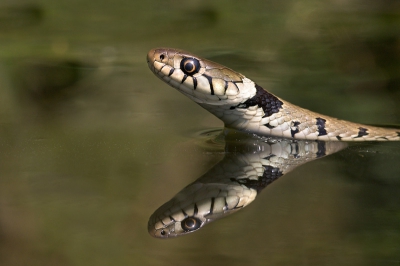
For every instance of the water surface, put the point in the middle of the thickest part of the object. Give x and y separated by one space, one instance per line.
91 142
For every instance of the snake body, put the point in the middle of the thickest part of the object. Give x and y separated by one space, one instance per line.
244 105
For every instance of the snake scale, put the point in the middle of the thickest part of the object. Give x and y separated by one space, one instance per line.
244 105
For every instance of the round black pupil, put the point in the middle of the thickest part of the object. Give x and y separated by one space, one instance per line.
190 223
189 67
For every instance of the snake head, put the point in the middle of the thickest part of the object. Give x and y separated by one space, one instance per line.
197 205
203 81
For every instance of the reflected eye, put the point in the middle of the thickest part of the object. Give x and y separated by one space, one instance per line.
190 66
190 224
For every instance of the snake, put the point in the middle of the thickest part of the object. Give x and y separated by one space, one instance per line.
244 105
250 164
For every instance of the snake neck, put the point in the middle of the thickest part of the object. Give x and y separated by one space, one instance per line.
263 113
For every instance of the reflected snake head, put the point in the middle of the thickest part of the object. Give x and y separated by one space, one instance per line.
197 205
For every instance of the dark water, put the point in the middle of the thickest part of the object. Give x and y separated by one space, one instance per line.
91 143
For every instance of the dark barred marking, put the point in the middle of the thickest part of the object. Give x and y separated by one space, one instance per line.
269 126
184 78
234 82
194 83
210 82
268 102
321 126
270 175
321 149
212 205
294 149
225 86
294 125
362 132
269 157
226 204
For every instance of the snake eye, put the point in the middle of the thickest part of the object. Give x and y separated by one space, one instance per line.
190 66
190 224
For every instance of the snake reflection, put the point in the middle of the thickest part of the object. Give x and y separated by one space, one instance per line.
249 165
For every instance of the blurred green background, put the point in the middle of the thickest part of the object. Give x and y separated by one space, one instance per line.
91 142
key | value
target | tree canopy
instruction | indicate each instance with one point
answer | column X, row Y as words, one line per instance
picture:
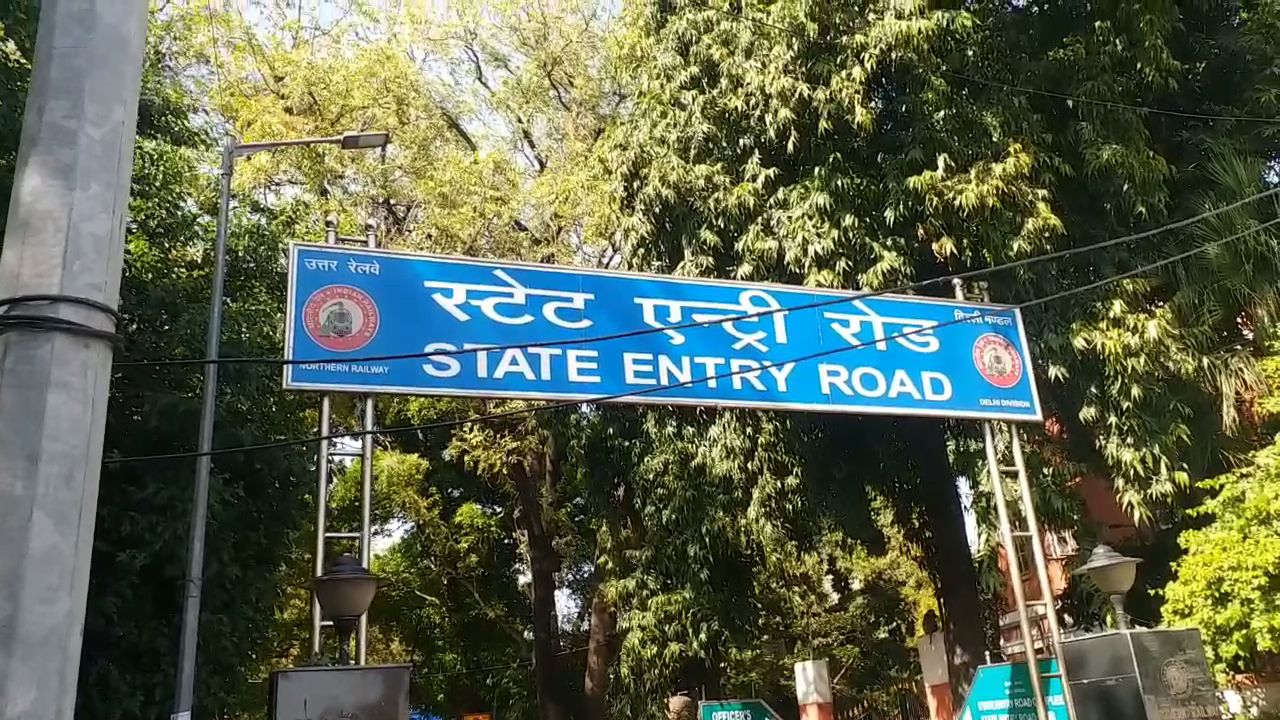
column 589, row 563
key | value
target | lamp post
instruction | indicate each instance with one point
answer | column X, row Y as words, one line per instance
column 344, row 592
column 186, row 689
column 1114, row 574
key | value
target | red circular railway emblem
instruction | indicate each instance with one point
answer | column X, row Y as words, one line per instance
column 997, row 360
column 341, row 318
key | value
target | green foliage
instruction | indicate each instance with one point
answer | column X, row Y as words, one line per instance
column 1226, row 583
column 259, row 502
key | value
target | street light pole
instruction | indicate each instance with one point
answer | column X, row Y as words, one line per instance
column 193, row 582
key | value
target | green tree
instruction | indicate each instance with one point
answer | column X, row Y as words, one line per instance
column 259, row 501
column 1225, row 584
column 848, row 145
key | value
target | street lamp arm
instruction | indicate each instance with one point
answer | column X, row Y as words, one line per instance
column 348, row 141
column 246, row 149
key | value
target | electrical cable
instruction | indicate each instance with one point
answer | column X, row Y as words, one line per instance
column 513, row 664
column 530, row 410
column 1033, row 90
column 1111, row 103
column 33, row 322
column 915, row 286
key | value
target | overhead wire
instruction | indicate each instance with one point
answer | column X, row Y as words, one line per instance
column 641, row 392
column 849, row 297
column 1034, row 90
column 1110, row 103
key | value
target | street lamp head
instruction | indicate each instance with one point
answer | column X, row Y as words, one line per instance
column 1111, row 572
column 365, row 140
column 346, row 589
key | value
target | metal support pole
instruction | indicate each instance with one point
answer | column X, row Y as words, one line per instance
column 1037, row 540
column 366, row 488
column 1015, row 572
column 65, row 237
column 193, row 583
column 330, row 237
column 1008, row 540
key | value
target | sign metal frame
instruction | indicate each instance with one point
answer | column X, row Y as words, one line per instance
column 1028, row 415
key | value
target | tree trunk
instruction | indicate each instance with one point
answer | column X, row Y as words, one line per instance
column 599, row 656
column 956, row 577
column 530, row 481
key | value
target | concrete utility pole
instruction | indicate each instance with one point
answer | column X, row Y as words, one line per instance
column 64, row 238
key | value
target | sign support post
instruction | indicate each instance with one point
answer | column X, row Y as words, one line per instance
column 996, row 472
column 364, row 537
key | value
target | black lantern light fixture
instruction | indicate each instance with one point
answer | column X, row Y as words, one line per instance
column 1114, row 574
column 344, row 592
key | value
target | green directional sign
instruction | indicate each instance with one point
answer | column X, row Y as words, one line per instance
column 736, row 710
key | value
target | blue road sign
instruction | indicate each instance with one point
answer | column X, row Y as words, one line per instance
column 918, row 355
column 1004, row 692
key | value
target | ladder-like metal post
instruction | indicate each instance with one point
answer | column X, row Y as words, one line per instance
column 1055, row 629
column 1015, row 572
column 366, row 487
column 324, row 466
column 330, row 237
column 1009, row 536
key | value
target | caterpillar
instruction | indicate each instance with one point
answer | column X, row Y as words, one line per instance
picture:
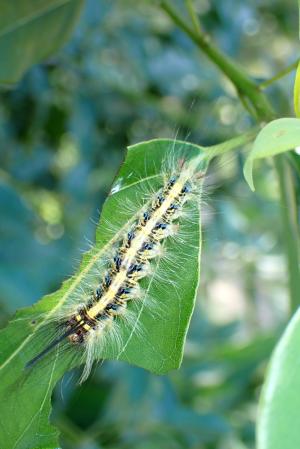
column 115, row 289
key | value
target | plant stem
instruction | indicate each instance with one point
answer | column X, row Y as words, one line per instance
column 193, row 15
column 290, row 226
column 260, row 108
column 279, row 75
column 237, row 75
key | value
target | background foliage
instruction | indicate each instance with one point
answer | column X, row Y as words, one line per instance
column 127, row 75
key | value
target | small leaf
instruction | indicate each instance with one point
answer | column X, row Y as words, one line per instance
column 278, row 420
column 276, row 137
column 297, row 92
column 30, row 31
column 25, row 393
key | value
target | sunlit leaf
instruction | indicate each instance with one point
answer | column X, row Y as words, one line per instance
column 276, row 137
column 25, row 393
column 278, row 420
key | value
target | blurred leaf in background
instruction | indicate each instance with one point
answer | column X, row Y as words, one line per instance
column 128, row 74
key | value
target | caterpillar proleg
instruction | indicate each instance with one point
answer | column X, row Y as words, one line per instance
column 132, row 287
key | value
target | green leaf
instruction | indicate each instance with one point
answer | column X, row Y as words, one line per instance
column 276, row 137
column 32, row 30
column 25, row 393
column 278, row 420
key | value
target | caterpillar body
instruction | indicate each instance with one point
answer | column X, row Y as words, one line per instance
column 117, row 288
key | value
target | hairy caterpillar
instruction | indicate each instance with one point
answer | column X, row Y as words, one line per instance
column 116, row 289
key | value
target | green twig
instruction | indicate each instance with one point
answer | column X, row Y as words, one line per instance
column 193, row 15
column 235, row 73
column 279, row 75
column 290, row 226
column 260, row 108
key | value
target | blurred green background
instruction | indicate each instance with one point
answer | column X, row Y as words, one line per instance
column 127, row 75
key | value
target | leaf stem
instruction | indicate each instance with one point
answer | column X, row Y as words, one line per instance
column 279, row 75
column 233, row 143
column 258, row 105
column 290, row 227
column 193, row 15
column 234, row 72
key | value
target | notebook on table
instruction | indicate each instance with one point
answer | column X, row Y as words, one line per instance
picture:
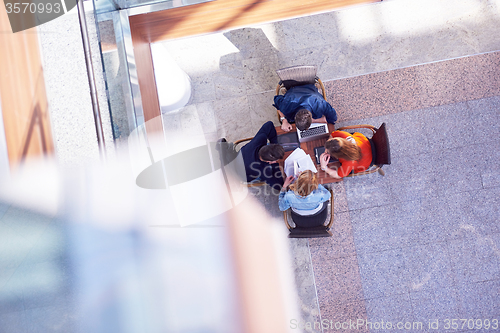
column 314, row 132
column 289, row 141
column 320, row 150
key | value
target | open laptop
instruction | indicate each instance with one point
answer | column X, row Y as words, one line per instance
column 314, row 132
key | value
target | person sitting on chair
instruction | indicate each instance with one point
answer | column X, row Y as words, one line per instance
column 305, row 196
column 303, row 105
column 261, row 159
column 354, row 153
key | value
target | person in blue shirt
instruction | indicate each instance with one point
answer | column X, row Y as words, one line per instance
column 303, row 105
column 261, row 159
column 305, row 196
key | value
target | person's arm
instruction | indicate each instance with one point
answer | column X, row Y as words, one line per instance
column 320, row 120
column 266, row 132
column 329, row 113
column 324, row 159
column 283, row 203
column 285, row 125
column 324, row 194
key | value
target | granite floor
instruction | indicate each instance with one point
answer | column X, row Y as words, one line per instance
column 422, row 243
column 419, row 245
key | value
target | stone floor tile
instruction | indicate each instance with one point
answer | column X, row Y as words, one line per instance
column 429, row 267
column 13, row 322
column 339, row 197
column 479, row 300
column 384, row 313
column 251, row 43
column 341, row 244
column 203, row 89
column 260, row 73
column 485, row 209
column 337, row 280
column 262, row 109
column 229, row 119
column 383, row 273
column 472, row 214
column 435, row 304
column 448, row 126
column 403, row 224
column 476, row 258
column 405, row 132
column 347, row 317
column 229, row 81
column 461, row 170
column 304, row 280
column 370, row 231
column 485, row 118
column 489, row 154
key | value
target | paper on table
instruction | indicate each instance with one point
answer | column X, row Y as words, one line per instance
column 297, row 162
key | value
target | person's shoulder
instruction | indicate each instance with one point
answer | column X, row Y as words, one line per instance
column 340, row 134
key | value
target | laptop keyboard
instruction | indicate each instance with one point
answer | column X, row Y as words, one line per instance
column 312, row 131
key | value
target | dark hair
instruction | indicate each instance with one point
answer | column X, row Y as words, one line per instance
column 303, row 119
column 306, row 183
column 342, row 148
column 271, row 152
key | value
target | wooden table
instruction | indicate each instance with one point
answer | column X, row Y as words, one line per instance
column 308, row 147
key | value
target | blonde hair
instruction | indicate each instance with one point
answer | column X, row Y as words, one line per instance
column 306, row 183
column 342, row 148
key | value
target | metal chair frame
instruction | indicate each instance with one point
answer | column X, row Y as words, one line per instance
column 327, row 226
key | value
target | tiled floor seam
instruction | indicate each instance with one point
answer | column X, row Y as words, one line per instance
column 314, row 279
column 411, row 66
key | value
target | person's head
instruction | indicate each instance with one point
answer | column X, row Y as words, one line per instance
column 306, row 183
column 342, row 148
column 303, row 119
column 271, row 153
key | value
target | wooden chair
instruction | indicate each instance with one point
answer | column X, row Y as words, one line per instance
column 312, row 226
column 298, row 75
column 381, row 152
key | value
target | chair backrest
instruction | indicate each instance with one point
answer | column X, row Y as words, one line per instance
column 297, row 75
column 381, row 142
column 311, row 221
column 226, row 150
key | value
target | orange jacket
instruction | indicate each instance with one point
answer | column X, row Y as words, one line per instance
column 366, row 154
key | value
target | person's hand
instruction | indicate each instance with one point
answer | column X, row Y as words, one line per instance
column 324, row 159
column 285, row 126
column 288, row 181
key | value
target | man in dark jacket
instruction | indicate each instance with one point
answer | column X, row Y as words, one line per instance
column 303, row 105
column 261, row 158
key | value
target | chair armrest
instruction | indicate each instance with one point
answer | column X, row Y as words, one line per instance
column 241, row 141
column 373, row 128
column 332, row 209
column 285, row 217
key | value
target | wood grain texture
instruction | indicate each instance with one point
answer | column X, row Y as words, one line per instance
column 205, row 18
column 226, row 14
column 22, row 90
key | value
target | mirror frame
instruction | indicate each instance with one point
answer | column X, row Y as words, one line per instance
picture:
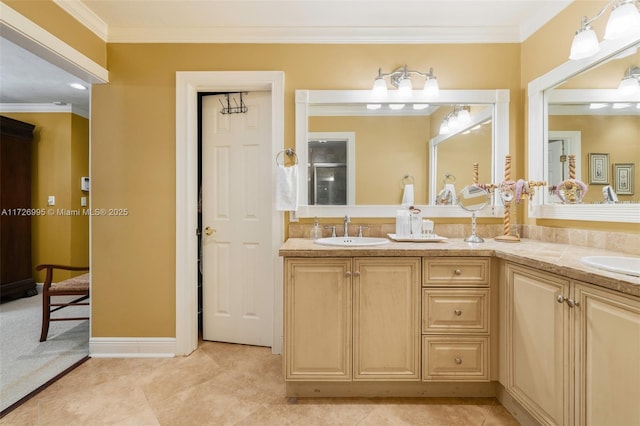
column 499, row 99
column 538, row 150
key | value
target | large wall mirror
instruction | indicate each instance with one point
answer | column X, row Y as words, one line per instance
column 356, row 155
column 578, row 109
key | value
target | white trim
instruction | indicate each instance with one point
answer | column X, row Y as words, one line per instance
column 28, row 35
column 315, row 35
column 188, row 84
column 538, row 130
column 132, row 347
column 498, row 99
column 78, row 10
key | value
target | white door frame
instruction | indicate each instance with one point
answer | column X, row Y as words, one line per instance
column 188, row 84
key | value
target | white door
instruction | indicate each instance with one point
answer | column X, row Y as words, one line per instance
column 236, row 220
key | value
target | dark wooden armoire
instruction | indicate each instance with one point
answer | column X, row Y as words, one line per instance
column 16, row 274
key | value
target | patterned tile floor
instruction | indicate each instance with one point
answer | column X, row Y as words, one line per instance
column 225, row 384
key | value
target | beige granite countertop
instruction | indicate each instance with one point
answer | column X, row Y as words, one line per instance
column 561, row 259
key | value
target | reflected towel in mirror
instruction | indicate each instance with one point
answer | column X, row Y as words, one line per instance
column 287, row 188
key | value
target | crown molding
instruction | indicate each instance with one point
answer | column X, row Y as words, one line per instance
column 78, row 10
column 44, row 107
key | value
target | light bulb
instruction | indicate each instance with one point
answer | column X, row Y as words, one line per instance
column 431, row 88
column 624, row 18
column 379, row 87
column 404, row 89
column 629, row 86
column 585, row 44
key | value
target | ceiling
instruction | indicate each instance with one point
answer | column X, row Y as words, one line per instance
column 27, row 79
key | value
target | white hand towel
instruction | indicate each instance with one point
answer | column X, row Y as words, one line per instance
column 287, row 188
column 407, row 195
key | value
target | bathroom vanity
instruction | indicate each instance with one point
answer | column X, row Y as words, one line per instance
column 556, row 341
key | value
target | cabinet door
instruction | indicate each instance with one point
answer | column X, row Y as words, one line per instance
column 607, row 357
column 317, row 318
column 538, row 369
column 386, row 319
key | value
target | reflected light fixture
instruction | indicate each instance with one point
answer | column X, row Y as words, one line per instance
column 630, row 83
column 400, row 78
column 624, row 19
column 456, row 119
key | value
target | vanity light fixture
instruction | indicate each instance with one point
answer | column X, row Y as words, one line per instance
column 400, row 78
column 623, row 19
column 630, row 83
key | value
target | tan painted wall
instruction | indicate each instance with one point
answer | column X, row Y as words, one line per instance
column 619, row 134
column 49, row 16
column 133, row 148
column 545, row 50
column 60, row 156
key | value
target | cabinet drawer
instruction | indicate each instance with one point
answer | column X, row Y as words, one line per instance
column 456, row 271
column 455, row 311
column 455, row 358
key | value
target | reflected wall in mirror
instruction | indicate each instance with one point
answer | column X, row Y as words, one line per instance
column 578, row 109
column 390, row 145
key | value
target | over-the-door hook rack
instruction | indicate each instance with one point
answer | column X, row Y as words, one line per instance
column 290, row 153
column 238, row 109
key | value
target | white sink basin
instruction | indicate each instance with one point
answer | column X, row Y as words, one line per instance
column 619, row 264
column 351, row 241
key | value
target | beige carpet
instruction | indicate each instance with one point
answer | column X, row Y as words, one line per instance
column 26, row 363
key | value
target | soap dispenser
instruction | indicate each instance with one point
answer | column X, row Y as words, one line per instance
column 316, row 231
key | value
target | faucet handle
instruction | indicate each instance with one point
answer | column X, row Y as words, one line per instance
column 333, row 229
column 360, row 230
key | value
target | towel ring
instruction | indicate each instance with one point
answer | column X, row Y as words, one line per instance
column 288, row 152
column 407, row 180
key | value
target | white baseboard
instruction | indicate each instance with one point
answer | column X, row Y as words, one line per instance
column 132, row 347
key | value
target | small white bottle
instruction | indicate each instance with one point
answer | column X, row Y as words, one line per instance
column 316, row 231
column 403, row 223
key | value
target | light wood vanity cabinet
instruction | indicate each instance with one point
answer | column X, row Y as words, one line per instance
column 352, row 319
column 456, row 319
column 572, row 349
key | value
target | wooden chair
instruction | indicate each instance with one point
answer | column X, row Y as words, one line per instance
column 75, row 286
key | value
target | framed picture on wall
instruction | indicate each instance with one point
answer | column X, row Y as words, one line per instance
column 598, row 169
column 623, row 178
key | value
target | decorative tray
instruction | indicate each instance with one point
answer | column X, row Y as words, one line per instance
column 417, row 239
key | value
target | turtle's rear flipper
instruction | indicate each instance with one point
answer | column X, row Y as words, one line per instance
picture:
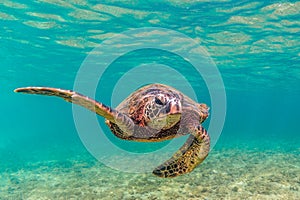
column 191, row 154
column 76, row 98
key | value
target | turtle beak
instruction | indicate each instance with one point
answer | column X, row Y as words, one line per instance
column 173, row 108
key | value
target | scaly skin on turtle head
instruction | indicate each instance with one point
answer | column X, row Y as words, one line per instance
column 162, row 111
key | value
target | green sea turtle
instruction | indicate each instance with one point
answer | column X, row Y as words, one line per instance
column 155, row 112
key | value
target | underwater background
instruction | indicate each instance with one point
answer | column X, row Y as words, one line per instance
column 255, row 46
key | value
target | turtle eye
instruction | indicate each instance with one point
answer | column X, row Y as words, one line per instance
column 158, row 101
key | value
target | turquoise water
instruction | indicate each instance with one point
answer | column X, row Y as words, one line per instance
column 253, row 44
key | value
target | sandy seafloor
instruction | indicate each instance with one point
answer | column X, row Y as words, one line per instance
column 236, row 171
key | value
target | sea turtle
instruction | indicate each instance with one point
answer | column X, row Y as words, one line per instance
column 155, row 112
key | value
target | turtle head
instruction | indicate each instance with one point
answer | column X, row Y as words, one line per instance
column 162, row 111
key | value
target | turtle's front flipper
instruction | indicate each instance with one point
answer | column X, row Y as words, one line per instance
column 76, row 98
column 191, row 154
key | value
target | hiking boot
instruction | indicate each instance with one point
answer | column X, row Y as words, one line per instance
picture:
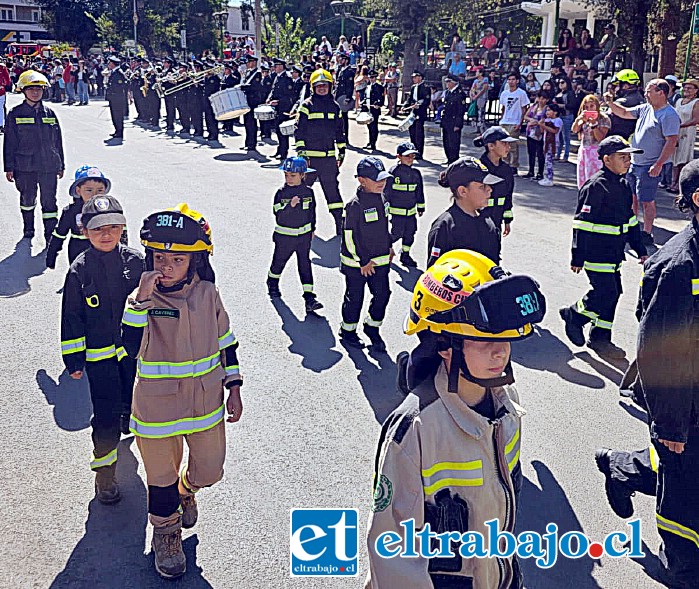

◆ What you need to do ◆
Please convert the lines above, from the line with "For every instance of the blurred" to the line with "column 915, row 286", into a JSON list of strings with one string per line. Skip blank lines and leave the pictures out.

◆ Written reply ◆
[
  "For every instance of the blurred green background, put the point in the middle of the thickest part of the object. Give x and y separated by one space, one instance per line.",
  "91 142",
  "key | value",
  "target | tree canopy",
  "instruction | indicate each instance with one point",
  "answer | column X, row Y as words, one line per instance",
  "picture:",
  "column 589, row 563",
  "key | value",
  "target | lamp post",
  "instruction | indicate each instance with one point",
  "answer | column X, row Y as words, one line per instance",
  "column 344, row 592",
  "column 186, row 689",
  "column 1114, row 574",
  "key | value",
  "target | red circular railway emblem",
  "instruction | indicate each instance with one point",
  "answer | column X, row Y as words, one line per instance",
  "column 997, row 360",
  "column 341, row 318",
  "key | value",
  "target | green foliage",
  "instruction | indicate each instance with one point",
  "answer | column X, row Y as words, one line per instance",
  "column 1226, row 583",
  "column 259, row 502",
  "key | value",
  "target | street light pole",
  "instruction | indicate each instance with one point",
  "answer | column X, row Y as words, one line per instance",
  "column 193, row 582",
  "key | value",
  "target | green tree",
  "instruction | indicate each instance with one point",
  "answer | column X, row Y as words, one line per instance",
  "column 259, row 501",
  "column 1225, row 584",
  "column 848, row 145",
  "key | value",
  "target | street lamp arm",
  "instruction | indicate each instance with one point",
  "answer | column X, row Y as words, one line per instance",
  "column 348, row 141",
  "column 246, row 149",
  "key | value",
  "target | electrical cable",
  "instruction | indicate each instance with one point",
  "answer | column X, row Y as words, one line per instance",
  "column 513, row 664",
  "column 530, row 410",
  "column 1033, row 90",
  "column 1111, row 103",
  "column 33, row 322",
  "column 915, row 286"
]